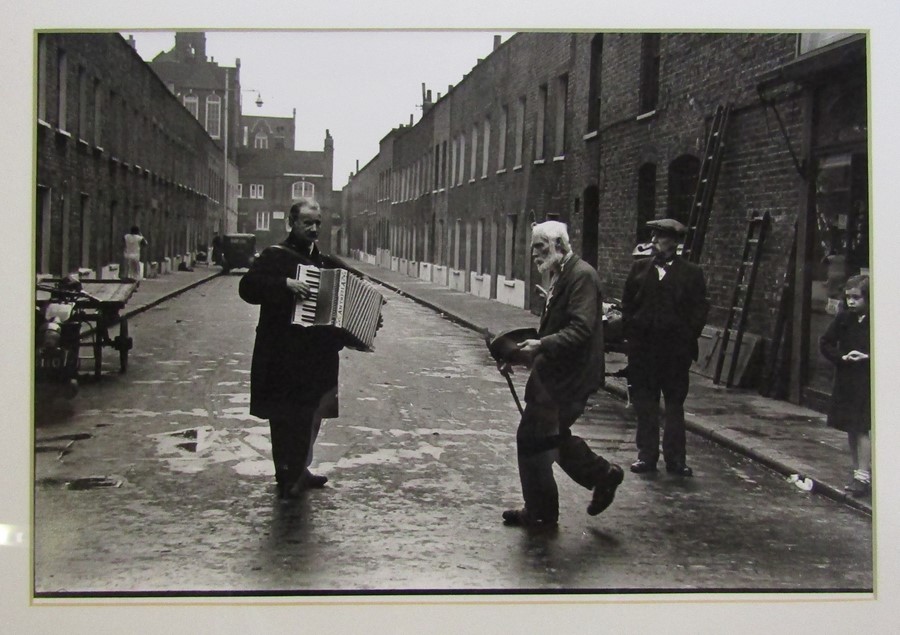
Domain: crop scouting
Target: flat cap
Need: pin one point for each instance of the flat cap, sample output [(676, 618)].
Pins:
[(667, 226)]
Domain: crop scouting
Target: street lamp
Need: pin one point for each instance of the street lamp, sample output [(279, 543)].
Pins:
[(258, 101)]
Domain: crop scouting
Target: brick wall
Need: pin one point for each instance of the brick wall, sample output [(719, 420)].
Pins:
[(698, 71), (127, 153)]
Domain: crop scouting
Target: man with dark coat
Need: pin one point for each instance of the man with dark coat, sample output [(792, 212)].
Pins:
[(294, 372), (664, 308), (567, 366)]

---

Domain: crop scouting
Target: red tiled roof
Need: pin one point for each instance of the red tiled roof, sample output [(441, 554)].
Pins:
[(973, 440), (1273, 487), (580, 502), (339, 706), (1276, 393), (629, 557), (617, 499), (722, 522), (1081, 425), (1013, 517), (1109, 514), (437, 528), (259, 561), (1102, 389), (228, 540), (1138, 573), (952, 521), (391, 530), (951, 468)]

*SET PROBLEM*.
Locate every line in the items above that contains the word "instance", and reproduce each such line in full. The match is case-sensitive.

*RESULT FOR THIS EXERCISE*.
Need: pin one point for each instance of the flat cap, sample output [(676, 618)].
Need: pin one point for each instance of the street lamp, sample output [(279, 543)].
Need: pin one point for each instance of the brick wall, sample output [(719, 420)].
Need: pin one point for each instance of the man with dark coat, sample output [(792, 212)].
Need: pin one point for each instance of the red tiled roof, sample output [(441, 554)].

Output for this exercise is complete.